## [Provided text]
Dancing at Ciro's by Sheila Weller

Dancing at Ciro's by Sheila Weller

Author:Sheila Weller
Language: eng
Format: epub
ISBN: 9781250097828
Publisher: St. Martin's Publishing Group


Part III

Chapter Eight

HOLLYWOOD AND BEVERLY HILLS: 1946–1951

Can anyone remember a moment from infancy? Or do we reconstruct such memories in early childhood—from the evidence we felt and knew—until they are as real as life?

I remember being lifted high in the solarium-turned-nursery of Uncle Herman’s Bedford Drive home, in a torrent of light glinting off the dark-watered swimming pool. My whole childhood was bathed in that crystaline, dry, unblinking L.A. basin sunlight, and it seems the outpouring started there: light jumping through the window, bouncing off the white nursery furniture and Molly’s starched white uniform, and beaming off her soupy bifocal globes. Molly was my guardian—my everything—for the three months that my mother tended infectious Lenny elsewhere in the house.

Those first three months in L.A. had been a nightmare for my mother. Right after she had run in and kissed Lenny, his doctor had forbade her to touch her baby, so infectious was Lenny’s disease deemed to be. So she could do no more than wave at me through a window Herman had constructed between one wing of the house and the nursery, while she spent most of her time watching her younger brother writhe in the throes of an unspeakably painful illness that left him weaker in body and mind every day.

The family did everything they could to try to save him: My father connected Lenny’s doctors with the Lahey chieftains and sent them sheaves of Globus’s meninges research, talking them through the mysteries of spinal-cord membrane arcana on the phone. Herman dispatched couriers to San Francisco and Tijuana for wonder drugs. My mother got the names of touted doctors from Harry Cohn and her now-friend Lana Turner, but nothing worked. One day in April 1946, Lenny slipped into a coma and died—at thirty-two.

After he was buried and my mother was out of quarantine, she started singing me lullabies—“Lavender Blue” and “Over the Rainbow”—her voice breaking all over the place. Her vulnerability was as tactile as my teething ring, setting up a bond that eventually made me as much her caretaker as she was mine.

## [Provided material]
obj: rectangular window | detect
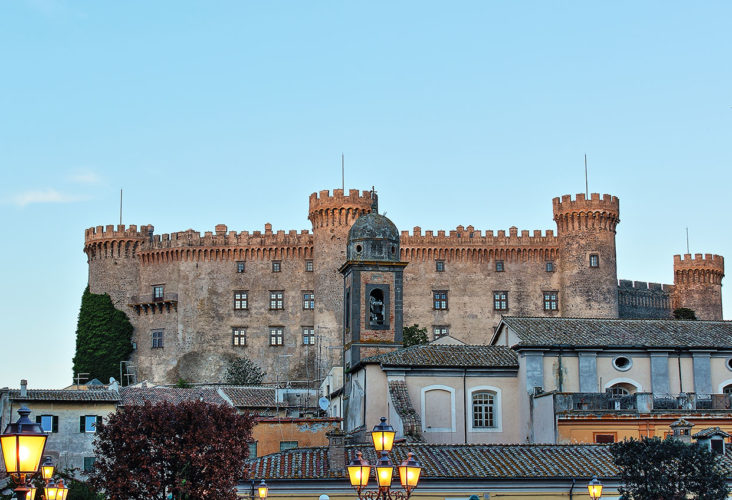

## [Task statement]
Write out, word for word, the part of the Dancing at Ciro's excerpt that opens with the words "Those first three" and closes with "mind every day.".

## [Output of the exercise]
Those first three months in L.A. had been a nightmare for my mother. Right after she had run in and kissed Lenny, his doctor had forbade her to touch her baby, so infectious was Lenny’s disease deemed to be. So she could do no more than wave at me through a window Herman had constructed between one wing of the house and the nursery, while she spent most of her time watching her younger brother writhe in the throes of an unspeakably painful illness that left him weaker in body and mind every day.